(Task description)
Count the lines in the entries below that contain the string "railing", matching uppercase and lowercase exactly, and reply with that number alone.

(Material supplied)
--- start ---

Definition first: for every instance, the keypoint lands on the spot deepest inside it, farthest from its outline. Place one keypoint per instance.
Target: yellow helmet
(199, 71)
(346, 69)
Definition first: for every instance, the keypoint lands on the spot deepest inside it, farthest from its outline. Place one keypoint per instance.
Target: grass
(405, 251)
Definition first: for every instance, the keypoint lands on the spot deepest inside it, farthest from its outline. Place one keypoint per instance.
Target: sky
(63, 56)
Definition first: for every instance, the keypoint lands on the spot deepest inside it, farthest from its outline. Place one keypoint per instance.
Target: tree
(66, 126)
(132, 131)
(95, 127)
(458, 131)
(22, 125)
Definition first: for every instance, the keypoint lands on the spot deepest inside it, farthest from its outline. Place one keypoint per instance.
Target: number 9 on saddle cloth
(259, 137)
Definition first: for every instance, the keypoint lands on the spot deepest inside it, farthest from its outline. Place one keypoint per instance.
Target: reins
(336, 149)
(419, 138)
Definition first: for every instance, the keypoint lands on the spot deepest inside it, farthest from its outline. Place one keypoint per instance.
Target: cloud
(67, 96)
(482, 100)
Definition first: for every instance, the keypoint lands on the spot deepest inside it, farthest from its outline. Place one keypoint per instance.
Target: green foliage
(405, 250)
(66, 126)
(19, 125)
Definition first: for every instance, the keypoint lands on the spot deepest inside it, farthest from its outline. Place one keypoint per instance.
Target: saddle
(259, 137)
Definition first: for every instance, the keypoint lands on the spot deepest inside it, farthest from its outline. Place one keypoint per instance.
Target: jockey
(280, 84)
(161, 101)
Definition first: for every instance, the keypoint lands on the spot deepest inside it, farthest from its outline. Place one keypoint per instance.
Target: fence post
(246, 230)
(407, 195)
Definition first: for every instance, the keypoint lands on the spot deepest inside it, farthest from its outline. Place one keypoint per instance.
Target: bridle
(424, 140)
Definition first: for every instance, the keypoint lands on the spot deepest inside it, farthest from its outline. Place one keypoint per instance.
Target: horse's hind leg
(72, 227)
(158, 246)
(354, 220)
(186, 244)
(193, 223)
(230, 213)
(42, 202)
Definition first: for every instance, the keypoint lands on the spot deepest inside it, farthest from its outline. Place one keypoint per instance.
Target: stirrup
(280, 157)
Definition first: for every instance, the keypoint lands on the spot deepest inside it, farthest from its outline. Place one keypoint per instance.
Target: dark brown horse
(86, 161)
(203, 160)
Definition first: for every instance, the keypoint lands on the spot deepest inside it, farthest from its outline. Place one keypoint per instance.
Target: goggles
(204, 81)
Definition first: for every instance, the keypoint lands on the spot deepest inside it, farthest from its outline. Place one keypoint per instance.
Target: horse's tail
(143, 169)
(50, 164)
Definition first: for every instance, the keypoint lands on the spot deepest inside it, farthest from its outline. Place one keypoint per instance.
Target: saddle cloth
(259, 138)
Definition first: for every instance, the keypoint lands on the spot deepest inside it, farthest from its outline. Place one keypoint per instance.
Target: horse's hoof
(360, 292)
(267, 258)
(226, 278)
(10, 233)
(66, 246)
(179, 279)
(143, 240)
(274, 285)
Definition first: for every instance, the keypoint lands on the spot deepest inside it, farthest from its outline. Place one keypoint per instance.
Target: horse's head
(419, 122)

--- end ---
--- start ---

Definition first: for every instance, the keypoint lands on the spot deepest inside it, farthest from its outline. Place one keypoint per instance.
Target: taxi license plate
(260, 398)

--- end ---
--- start ---

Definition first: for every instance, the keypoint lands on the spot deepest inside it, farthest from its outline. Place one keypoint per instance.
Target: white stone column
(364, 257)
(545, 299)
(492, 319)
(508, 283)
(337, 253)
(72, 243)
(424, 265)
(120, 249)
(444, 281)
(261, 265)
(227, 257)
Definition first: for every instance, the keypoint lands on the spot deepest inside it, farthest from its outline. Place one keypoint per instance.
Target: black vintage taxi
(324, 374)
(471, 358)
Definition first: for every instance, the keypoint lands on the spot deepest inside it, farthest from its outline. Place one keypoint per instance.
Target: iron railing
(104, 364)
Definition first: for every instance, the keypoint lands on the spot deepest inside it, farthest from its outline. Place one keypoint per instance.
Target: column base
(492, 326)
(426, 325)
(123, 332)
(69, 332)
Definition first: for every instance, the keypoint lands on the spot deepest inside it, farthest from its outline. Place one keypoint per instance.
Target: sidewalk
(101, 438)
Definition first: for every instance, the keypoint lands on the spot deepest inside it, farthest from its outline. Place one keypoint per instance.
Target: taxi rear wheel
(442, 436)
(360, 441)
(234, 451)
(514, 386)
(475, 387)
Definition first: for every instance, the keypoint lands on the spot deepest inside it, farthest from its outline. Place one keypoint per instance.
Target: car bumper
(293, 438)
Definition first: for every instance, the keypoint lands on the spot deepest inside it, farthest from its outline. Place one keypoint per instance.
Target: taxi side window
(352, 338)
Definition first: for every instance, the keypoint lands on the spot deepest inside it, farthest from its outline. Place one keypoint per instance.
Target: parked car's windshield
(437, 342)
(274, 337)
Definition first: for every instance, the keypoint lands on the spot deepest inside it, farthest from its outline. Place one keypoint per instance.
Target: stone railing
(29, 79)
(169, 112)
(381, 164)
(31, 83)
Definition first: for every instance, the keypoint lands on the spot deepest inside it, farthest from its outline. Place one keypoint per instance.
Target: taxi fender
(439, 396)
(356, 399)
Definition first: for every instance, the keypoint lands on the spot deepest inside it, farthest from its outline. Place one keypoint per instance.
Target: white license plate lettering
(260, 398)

--- end ---

(Solution to this task)
2